Exercise prompt -
Lay out as a numbered list the lines of the records from the line with "184, row 106." to the line with "column 9, row 53", both included, skipping any blank lines.

___ Material for the task

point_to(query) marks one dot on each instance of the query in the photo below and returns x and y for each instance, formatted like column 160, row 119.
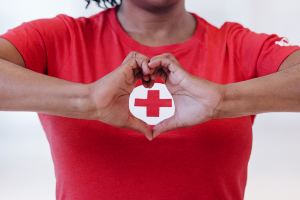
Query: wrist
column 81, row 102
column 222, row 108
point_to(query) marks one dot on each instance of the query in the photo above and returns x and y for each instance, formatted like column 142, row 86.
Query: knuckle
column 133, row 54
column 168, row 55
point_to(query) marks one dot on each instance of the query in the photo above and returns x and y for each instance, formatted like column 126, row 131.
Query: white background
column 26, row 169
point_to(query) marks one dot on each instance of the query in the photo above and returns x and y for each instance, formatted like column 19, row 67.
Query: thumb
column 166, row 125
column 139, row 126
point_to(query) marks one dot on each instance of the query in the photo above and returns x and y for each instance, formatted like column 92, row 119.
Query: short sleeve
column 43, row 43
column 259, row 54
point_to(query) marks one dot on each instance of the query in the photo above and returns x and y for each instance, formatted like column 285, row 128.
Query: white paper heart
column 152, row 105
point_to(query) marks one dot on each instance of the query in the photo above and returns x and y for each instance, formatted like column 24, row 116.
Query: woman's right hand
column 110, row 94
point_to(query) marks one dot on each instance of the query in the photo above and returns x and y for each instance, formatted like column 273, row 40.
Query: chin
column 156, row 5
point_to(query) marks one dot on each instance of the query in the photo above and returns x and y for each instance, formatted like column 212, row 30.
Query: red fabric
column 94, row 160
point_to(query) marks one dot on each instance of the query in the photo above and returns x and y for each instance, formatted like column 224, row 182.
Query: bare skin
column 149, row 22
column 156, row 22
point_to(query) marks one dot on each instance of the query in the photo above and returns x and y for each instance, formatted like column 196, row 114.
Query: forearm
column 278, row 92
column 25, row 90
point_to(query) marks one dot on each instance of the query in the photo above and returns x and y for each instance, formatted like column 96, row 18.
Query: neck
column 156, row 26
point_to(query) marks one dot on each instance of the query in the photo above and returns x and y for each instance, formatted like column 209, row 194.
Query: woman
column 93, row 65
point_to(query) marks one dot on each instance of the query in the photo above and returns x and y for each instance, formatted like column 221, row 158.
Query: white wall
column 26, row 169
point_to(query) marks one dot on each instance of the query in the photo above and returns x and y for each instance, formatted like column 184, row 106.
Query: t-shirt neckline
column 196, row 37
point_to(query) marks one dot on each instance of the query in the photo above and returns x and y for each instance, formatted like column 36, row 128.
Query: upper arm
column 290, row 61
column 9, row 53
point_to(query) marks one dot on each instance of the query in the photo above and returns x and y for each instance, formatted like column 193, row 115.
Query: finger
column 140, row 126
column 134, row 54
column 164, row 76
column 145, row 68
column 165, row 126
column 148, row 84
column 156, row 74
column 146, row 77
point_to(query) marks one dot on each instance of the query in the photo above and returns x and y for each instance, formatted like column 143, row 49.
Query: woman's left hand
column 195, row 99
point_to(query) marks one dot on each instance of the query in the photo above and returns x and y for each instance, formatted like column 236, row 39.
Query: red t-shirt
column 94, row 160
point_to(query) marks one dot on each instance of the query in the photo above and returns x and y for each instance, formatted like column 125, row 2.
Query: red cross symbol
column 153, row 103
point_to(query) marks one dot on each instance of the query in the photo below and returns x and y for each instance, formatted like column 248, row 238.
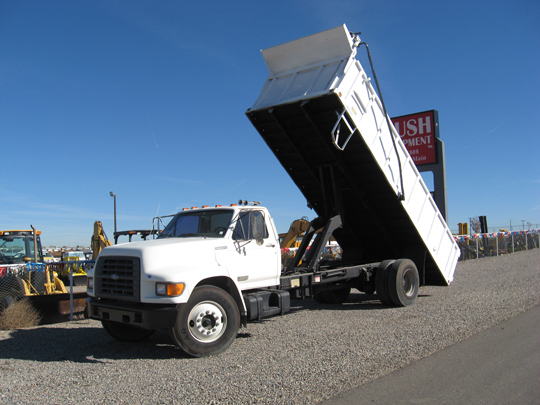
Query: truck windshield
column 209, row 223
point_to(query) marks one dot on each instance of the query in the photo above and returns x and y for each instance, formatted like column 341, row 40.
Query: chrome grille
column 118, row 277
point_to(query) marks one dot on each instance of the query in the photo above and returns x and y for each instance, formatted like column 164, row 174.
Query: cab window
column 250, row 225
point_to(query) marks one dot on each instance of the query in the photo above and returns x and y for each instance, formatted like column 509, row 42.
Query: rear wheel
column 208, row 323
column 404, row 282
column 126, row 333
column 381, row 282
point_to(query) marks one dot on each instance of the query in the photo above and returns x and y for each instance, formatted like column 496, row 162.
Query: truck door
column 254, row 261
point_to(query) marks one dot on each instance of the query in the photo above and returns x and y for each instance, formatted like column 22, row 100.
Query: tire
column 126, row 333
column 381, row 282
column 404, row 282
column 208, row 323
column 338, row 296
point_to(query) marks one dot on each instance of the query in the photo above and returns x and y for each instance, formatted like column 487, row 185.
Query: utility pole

______

Solved problem -
1. point_to(query) marks one dot on each instance of the query in the photo above and returns x and y for each instance, formatted like column 184, row 106.
2. Query: t-shirt neckline
3. column 196, row 37
4. point_to(query) marks one dot on each instance of the query in the photo above and returns x and y for each instance, formatted like column 36, row 128.
5. Query: upper arm
6. column 290, row 61
7. column 9, row 53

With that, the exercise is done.